* [Entries]
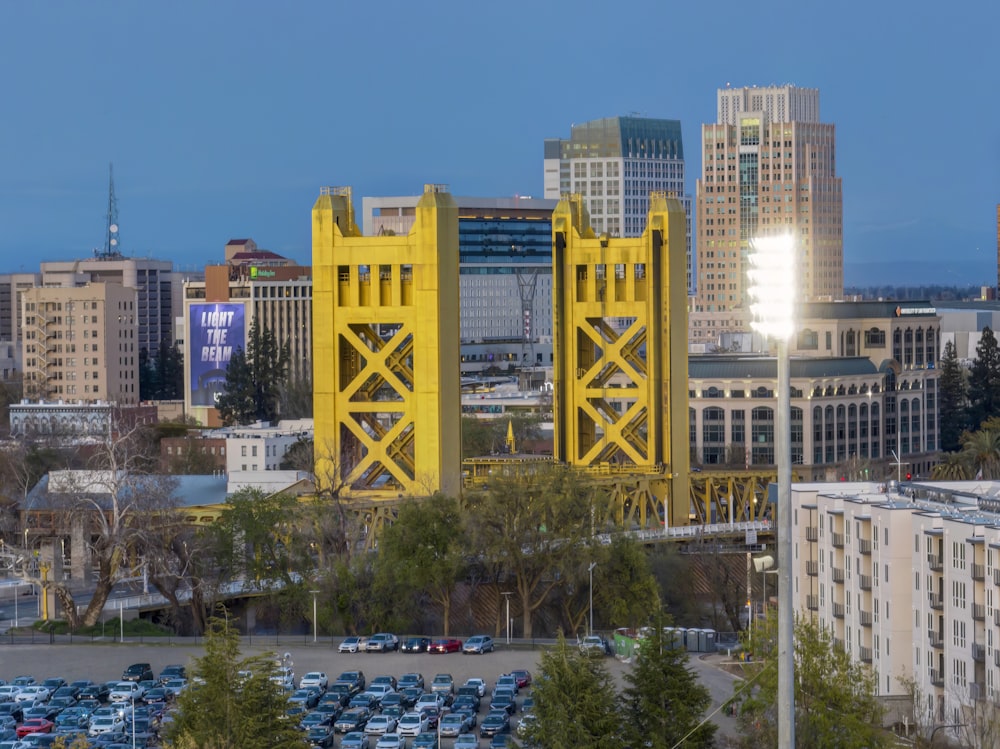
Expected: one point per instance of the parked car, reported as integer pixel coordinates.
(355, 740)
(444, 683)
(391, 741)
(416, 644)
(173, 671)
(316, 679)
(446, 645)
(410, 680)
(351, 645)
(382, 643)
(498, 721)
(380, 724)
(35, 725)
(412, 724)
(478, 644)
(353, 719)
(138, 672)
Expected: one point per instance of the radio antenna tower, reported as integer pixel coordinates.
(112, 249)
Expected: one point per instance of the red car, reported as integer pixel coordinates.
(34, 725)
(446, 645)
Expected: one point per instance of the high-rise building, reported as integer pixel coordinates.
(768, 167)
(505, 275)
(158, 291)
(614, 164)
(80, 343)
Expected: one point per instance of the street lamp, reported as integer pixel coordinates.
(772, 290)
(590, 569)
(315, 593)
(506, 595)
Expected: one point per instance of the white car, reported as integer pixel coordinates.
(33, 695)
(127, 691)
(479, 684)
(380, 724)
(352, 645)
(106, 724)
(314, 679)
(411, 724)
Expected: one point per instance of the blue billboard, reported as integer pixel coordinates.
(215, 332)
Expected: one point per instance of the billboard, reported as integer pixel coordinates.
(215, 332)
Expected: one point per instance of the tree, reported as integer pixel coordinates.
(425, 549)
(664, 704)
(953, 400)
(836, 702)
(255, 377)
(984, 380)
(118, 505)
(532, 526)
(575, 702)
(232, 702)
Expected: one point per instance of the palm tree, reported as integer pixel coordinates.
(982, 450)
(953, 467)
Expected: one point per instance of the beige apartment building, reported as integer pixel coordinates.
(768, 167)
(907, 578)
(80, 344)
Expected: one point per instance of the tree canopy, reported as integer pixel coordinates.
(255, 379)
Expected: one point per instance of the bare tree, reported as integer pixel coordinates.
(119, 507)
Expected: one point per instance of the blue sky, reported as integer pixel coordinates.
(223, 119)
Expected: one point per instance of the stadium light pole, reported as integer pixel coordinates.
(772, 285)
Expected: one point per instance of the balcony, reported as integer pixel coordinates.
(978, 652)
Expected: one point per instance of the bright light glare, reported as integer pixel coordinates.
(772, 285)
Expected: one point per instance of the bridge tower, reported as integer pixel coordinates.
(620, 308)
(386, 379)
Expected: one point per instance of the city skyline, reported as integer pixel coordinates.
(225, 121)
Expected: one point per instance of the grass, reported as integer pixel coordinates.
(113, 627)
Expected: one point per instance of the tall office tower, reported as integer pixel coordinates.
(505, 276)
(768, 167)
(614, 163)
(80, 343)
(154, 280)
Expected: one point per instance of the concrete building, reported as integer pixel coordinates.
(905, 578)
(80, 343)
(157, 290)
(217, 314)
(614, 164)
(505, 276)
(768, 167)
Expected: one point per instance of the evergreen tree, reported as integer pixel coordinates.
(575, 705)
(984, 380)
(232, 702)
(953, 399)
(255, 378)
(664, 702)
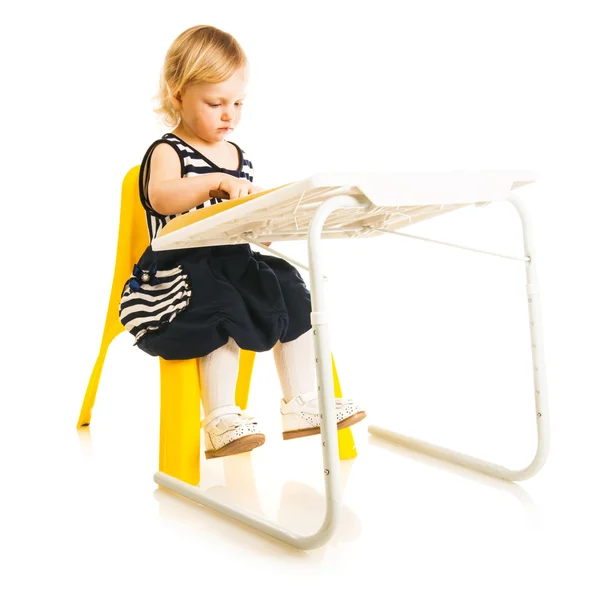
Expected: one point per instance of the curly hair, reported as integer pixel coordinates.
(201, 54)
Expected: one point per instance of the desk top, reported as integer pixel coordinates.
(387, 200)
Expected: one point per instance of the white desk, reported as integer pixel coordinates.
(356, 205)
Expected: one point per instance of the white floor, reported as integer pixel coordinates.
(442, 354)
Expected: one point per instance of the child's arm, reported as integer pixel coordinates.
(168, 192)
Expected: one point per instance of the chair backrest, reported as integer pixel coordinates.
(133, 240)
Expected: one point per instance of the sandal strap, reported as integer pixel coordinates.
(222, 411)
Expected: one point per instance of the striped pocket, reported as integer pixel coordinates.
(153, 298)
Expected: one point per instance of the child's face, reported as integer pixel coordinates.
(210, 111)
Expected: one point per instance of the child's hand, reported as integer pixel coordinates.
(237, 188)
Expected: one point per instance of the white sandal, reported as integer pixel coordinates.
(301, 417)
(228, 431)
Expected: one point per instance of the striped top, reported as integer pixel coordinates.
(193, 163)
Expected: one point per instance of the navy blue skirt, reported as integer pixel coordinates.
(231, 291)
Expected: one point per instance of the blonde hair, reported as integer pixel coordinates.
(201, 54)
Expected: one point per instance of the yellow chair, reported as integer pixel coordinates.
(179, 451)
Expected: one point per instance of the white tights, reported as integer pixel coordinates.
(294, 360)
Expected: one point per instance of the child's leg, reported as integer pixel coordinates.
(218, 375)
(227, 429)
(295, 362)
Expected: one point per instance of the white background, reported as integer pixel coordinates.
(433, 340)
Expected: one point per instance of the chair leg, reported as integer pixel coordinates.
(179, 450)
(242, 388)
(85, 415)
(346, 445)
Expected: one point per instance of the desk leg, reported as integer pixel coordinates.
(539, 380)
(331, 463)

* [Given problem]
Exactly reproduce the entries above, minus the pictures.

* [Finished task]
Expected: one point per instance of the parked car, reported as integer pixel coordinates.
(355, 740)
(444, 683)
(391, 741)
(416, 644)
(173, 671)
(316, 679)
(446, 645)
(410, 680)
(351, 645)
(382, 643)
(498, 721)
(380, 724)
(35, 725)
(412, 724)
(478, 644)
(353, 719)
(138, 672)
Expected: one point per instance of the radio antenna tower, reported as integer pixel coordinates.
(112, 249)
Expected: one point per instance of the red car, reported as integer pixel coordinates.
(34, 725)
(446, 645)
Expected: one point per instance of the high-rise building, reported as integer pixel coordinates.
(768, 167)
(505, 275)
(158, 291)
(614, 164)
(80, 343)
Expected: one point per instance of the street lamp, reported as integer pixel coordinates.
(772, 290)
(590, 569)
(315, 593)
(506, 595)
Expected: one point per instance of the white car, reported as integer pixel coordinates.
(33, 695)
(127, 691)
(479, 684)
(380, 724)
(352, 645)
(106, 724)
(314, 679)
(411, 724)
Expected: one point per instance of the blue billboard, reported as integer pixel coordinates.
(215, 332)
Expected: one point per instance of the billboard, reported as integer pixel coordinates.
(215, 332)
Expected: one point per instance of the tree, reported as integer pixel coordinates.
(425, 549)
(664, 704)
(953, 400)
(836, 702)
(255, 377)
(984, 380)
(118, 505)
(532, 526)
(575, 702)
(232, 702)
Expected: one point per instance of the palm tree, reported as integer pixel coordinates.
(982, 450)
(953, 467)
Expected: one point per instance of the beige apartment building, reported as integer pixel coordinates.
(768, 167)
(907, 578)
(80, 344)
Expected: one point per instance of the tree canopy, reported as integer pixel coordinates.
(255, 379)
Expected: one point per instance of the bare tree, reported as integer pixel coordinates.
(119, 507)
Expected: one point per instance of the blue sky, reported as integer pixel coordinates.
(223, 119)
Expected: one point per instance of the stadium light pole, reported as integer pixel coordinates.
(772, 285)
Expected: one point per instance of the balcony, reported as integer pixel coordinates.
(978, 652)
Expected: one point per instance of the bright light glare, reported as integer pixel coordinates.
(772, 285)
Expected: one point per instance of the bridge tower, reported as integer pixel coordinates.
(620, 308)
(386, 379)
Expected: one point per instance of the city skyline, reported as integer pixel coordinates.
(225, 121)
Expected: one point per instance of the grass, reported as integer pixel coordinates.
(113, 627)
Expected: one point per instance of the tall office tower, reported as integer pixel coordinates.
(505, 276)
(768, 167)
(614, 163)
(80, 343)
(154, 280)
Expected: one point per instance of the concrete building, reported as integer pixel coordinates.
(905, 578)
(80, 343)
(157, 290)
(217, 314)
(614, 164)
(505, 276)
(768, 167)
Expected: one point per instance of the evergreen tree, reported as integer pixel coordinates.
(575, 705)
(984, 380)
(232, 702)
(953, 399)
(255, 378)
(664, 702)
Expected: one point per instance of the curly hair, reported as integer pixel coordinates.
(201, 54)
Expected: one point per instance of the desk top, reported as integer pixel coordinates.
(387, 200)
Expected: one point per instance of the white desk, reported as integer pixel coordinates.
(356, 205)
Expected: one point per instance of the white floor, reported as integer pixel coordinates.
(442, 354)
Expected: one point per instance of the child's arm, reported as integer pixel coordinates.
(168, 192)
Expected: one point per instance of the chair backrest, reported as integer pixel coordinates.
(133, 240)
Expected: one point per instance of the sandal strap, reported as integer pixel coordinates.
(222, 411)
Expected: one point per instance of the striped pocket, reported as integer pixel coordinates.
(153, 298)
Expected: one point per instance of the child's face, reported as integer pixel coordinates.
(210, 111)
Expected: one point per instance of the child's hand, reported as integer pixel coordinates.
(237, 188)
Expected: one point per instance of the white sandal, reported as integer pixel coordinates.
(301, 417)
(228, 431)
Expected: one point per instance of the striped top, reported as integer pixel coordinates.
(193, 163)
Expected: one point per instance of the navy blue skirt, reported as integer pixel coordinates.
(231, 291)
Expected: one point per instance of the blonde hair, reported as integer pixel coordinates.
(201, 54)
Expected: one point per instance of the yellow chair, reported as integer pixel coordinates.
(179, 451)
Expected: one point per instance of the white tights, reported as integer pixel coordinates.
(294, 360)
Expected: one point per instance of the child's leg, reported as integer pixel coordinates.
(218, 375)
(227, 429)
(295, 362)
Expected: one point per instance of the white background, reported as integer pixel coordinates.
(433, 340)
Expected: one point per instance of the chair leg, reported as integer pixel coordinates.
(179, 450)
(242, 388)
(85, 415)
(346, 445)
Expected: one point per instance of the desk leg, reported as integer pixel coordinates.
(539, 380)
(331, 463)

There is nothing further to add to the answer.